- [Page extract]
☆ ☆ ☆ ☆ ☆

Next I had a little fun with frozen pork dumplings and breakfast potatoes. Again, the KRUPS fryer passed the test with flying colors. It was a way to add crunch to my favorite frozen snack foods without the hassle of using oil or the scare of a kitchen fire.
The downside to the air fryer is its performance with fresh vegetables and tubers. Even pre-soaking and drying my fresh potato slices for an hour, as recommended, did not improve the fry. They were edible with good flavor, but the texture was closer to baked than fried. Overall, I discovered that vegetables with higher water content such as zucchini performed poorly, but lower water content vegetables such as broccoli could achieve a crisper texture.
Madeline: My future daughter-in-law wanted me to try fried pickles, and I gave those a try along with zucchini and chicken cutlets. The manual recommends cooking foods half-way, opening and shaking the basket and then turning and cooking the remaining time. Starting with the zucchini, I had a hard time getting the breadcrumbs to stick, and the end result was a crunchy outside with a soft, mushy inside. I tried pickles the exact same way and had much better results — incredibly crunchy and delicious! Lastly, I air-fried the chicken and these were the favorite. They were succulent, crispy, moist and nicely browned.
Bethany: If fried foods are a frequent dinner guest at your home, this air fryer is a convenient way to indulge without the oily mess. It had pluses and minuses, but its versatility makes it a worthy kitchen appliance for your home.
Madeline: Agree — overall this machine is a win-win for anyone who wants crispy, moist fried food without the mess and excess fat. If you have room for one of these small appliances, I would recommend it for its ease of use and clean up.

☆ ☆ ☆ ☆ ☆

[Stored data entries]
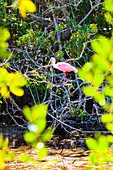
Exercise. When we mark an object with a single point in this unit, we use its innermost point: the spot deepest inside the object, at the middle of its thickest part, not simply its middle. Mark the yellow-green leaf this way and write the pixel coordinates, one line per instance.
(17, 91)
(106, 118)
(90, 91)
(26, 6)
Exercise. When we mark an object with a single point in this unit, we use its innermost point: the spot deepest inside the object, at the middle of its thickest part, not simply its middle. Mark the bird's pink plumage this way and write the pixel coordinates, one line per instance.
(65, 67)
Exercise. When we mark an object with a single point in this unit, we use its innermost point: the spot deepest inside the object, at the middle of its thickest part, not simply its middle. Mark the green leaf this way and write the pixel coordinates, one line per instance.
(26, 158)
(42, 151)
(30, 137)
(91, 143)
(108, 17)
(17, 91)
(27, 113)
(109, 5)
(97, 78)
(90, 91)
(41, 124)
(106, 118)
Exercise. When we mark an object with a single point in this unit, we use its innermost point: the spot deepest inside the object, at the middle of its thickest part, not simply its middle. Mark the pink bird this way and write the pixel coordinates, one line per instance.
(62, 66)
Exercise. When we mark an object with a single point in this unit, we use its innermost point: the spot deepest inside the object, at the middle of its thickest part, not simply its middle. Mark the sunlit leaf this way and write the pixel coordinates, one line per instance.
(90, 91)
(26, 158)
(17, 91)
(108, 17)
(4, 91)
(108, 91)
(107, 118)
(4, 36)
(10, 156)
(30, 137)
(97, 78)
(32, 128)
(91, 143)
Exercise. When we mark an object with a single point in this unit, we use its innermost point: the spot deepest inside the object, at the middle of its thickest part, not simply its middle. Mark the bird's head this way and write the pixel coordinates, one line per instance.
(52, 60)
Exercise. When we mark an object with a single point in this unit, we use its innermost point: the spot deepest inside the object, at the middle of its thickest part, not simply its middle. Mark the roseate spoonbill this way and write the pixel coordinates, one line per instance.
(62, 66)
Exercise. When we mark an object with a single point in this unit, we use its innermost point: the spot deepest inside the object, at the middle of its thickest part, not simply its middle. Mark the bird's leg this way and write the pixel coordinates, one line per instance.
(64, 76)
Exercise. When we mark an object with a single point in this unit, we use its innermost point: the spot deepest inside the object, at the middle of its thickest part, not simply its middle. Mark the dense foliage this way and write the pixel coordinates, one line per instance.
(66, 30)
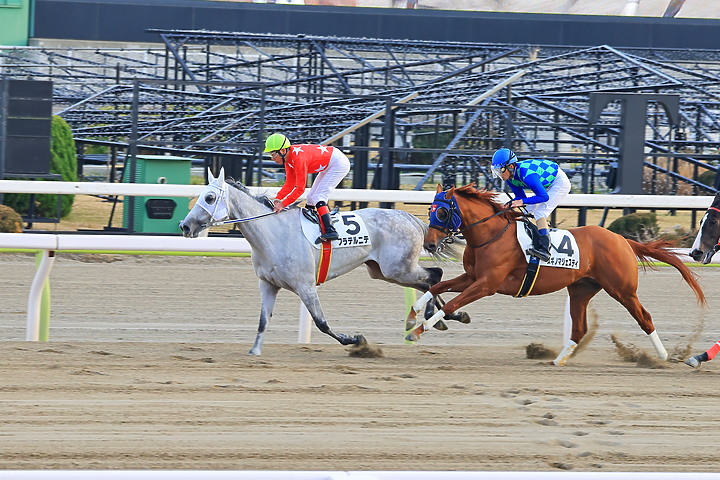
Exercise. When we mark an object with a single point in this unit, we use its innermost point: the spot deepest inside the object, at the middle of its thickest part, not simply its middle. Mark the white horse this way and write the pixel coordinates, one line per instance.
(283, 258)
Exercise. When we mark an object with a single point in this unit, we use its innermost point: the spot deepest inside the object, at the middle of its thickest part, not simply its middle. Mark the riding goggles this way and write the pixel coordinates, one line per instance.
(445, 214)
(497, 171)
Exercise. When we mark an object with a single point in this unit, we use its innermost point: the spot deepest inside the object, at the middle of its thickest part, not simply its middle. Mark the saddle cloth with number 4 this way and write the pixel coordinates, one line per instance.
(350, 227)
(564, 252)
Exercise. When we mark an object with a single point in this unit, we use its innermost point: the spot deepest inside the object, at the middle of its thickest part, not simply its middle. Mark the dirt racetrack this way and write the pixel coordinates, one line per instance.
(147, 369)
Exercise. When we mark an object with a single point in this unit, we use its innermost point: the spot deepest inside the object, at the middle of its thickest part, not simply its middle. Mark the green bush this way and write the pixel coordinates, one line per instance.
(642, 227)
(10, 220)
(63, 160)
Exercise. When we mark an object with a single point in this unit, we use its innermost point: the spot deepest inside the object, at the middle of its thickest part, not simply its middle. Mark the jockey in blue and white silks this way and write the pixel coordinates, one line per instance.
(548, 183)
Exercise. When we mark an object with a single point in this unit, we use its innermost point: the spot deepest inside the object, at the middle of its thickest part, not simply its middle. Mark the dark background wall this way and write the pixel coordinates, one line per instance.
(127, 20)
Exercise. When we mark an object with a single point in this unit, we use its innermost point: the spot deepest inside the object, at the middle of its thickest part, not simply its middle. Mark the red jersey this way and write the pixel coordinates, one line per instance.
(299, 161)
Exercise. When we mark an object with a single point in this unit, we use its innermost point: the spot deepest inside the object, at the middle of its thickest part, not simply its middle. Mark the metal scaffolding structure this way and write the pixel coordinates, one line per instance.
(394, 105)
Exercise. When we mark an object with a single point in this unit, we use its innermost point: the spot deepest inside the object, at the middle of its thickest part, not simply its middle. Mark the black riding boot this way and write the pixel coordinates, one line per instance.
(328, 231)
(543, 248)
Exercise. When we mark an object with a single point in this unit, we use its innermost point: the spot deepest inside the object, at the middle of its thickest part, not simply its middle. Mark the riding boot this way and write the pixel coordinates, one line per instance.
(310, 213)
(328, 231)
(543, 248)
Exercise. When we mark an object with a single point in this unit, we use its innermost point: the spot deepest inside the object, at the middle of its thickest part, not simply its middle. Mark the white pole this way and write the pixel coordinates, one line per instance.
(304, 325)
(630, 8)
(32, 329)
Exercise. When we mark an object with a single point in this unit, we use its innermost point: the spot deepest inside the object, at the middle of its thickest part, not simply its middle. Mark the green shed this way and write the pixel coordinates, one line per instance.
(158, 214)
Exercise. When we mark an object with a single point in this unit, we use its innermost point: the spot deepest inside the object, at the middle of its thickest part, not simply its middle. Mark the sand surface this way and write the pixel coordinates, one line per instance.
(147, 368)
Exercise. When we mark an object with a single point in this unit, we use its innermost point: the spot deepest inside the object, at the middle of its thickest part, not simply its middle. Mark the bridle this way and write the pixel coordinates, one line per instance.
(218, 212)
(717, 246)
(452, 229)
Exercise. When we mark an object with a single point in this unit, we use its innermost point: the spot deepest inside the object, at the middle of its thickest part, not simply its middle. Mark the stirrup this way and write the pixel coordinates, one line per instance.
(327, 237)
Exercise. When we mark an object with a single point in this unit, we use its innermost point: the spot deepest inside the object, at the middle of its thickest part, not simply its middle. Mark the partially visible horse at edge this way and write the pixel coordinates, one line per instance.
(283, 258)
(706, 242)
(495, 263)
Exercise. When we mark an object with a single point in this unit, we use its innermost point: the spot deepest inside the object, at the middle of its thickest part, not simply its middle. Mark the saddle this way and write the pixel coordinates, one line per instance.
(533, 265)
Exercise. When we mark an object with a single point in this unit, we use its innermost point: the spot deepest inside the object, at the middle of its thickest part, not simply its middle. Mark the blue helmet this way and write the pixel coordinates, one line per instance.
(501, 159)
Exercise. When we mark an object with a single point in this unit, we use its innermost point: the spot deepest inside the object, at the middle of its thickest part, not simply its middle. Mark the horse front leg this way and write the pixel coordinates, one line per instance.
(268, 296)
(471, 291)
(457, 284)
(311, 300)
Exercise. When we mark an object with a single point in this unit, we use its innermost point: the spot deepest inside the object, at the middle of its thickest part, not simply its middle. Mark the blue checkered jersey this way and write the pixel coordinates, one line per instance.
(535, 175)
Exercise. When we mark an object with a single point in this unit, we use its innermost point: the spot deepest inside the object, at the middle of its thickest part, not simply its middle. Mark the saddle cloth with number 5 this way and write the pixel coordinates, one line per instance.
(564, 252)
(350, 227)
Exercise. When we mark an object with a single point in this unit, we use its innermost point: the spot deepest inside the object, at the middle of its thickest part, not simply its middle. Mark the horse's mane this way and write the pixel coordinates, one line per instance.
(262, 198)
(486, 196)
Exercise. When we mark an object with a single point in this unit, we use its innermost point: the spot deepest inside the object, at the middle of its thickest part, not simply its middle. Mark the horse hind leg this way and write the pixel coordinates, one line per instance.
(580, 293)
(310, 298)
(421, 279)
(268, 296)
(643, 318)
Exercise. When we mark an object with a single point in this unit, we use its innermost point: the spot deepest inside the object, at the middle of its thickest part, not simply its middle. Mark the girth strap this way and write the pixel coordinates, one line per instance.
(530, 276)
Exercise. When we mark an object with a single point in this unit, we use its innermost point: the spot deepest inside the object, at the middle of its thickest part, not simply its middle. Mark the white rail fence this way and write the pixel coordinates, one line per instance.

☆ ☆ ☆ ☆ ☆

- [Written task] Could you print the part of the air fryer review starting at "Madeline: My future" and ending at "for your home.", word for word? These items were drawn from a separate source.

- [Task result]
Madeline: My future daughter-in-law wanted me to try fried pickles, and I gave those a try along with zucchini and chicken cutlets. The manual recommends cooking foods half-way, opening and shaking the basket and then turning and cooking the remaining time. Starting with the zucchini, I had a hard time getting the breadcrumbs to stick, and the end result was a crunchy outside with a soft, mushy inside. I tried pickles the exact same way and had much better results — incredibly crunchy and delicious! Lastly, I air-fried the chicken and these were the favorite. They were succulent, crispy, moist and nicely browned.
Bethany: If fried foods are a frequent dinner guest at your home, this air fryer is a convenient way to indulge without the oily mess. It had pluses and minuses, but its versatility makes it a worthy kitchen appliance for your home.